→ Task goal
Could you switch "vertical slat" to "upright board" in the material, from its first line through the line containing "M202 22L202 11L198", and give those lines back with nothing else changed?

→ Excerpted records

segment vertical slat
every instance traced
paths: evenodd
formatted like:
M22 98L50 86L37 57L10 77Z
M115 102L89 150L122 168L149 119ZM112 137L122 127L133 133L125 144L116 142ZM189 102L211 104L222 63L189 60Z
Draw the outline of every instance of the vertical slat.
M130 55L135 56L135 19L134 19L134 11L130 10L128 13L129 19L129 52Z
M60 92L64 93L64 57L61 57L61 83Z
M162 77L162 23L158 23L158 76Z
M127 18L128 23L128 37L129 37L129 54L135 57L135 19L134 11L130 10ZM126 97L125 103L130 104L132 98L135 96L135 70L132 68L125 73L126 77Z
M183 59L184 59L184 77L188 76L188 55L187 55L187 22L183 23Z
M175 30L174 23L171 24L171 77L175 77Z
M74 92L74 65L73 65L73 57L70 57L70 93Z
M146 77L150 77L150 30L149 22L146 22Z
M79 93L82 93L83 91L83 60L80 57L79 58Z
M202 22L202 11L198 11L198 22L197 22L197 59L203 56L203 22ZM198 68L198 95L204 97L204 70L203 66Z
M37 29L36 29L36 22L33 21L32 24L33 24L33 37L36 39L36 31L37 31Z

→ Solution to the exercise
segment upright board
every instance traced
paths: evenodd
formatted like:
M22 98L50 86L37 57L10 77Z
M115 102L89 150L122 168L149 119ZM112 137L122 127L133 133L125 144L116 142ZM189 102L211 104L222 63L189 60Z
Draw the outline of every instance of the upright board.
M130 55L135 56L135 19L134 19L134 11L130 10L128 13L129 19L129 52Z
M60 92L64 93L64 57L61 57L61 83Z
M162 77L162 23L158 23L158 76Z
M127 18L128 23L128 37L129 37L129 54L135 57L135 19L134 11L130 10ZM126 97L125 103L130 104L132 98L135 96L135 70L132 68L125 73L126 77Z
M183 59L184 59L184 77L188 76L188 55L187 55L187 22L183 23Z
M175 30L174 23L171 24L171 77L175 77Z
M74 92L74 65L73 65L73 57L70 57L70 93Z
M146 77L150 77L150 30L149 22L146 22Z
M79 93L82 93L83 91L83 60L80 57L79 58Z
M202 22L202 11L198 11L198 22L197 22L197 59L203 56L203 22ZM198 68L198 95L204 97L204 70L203 66Z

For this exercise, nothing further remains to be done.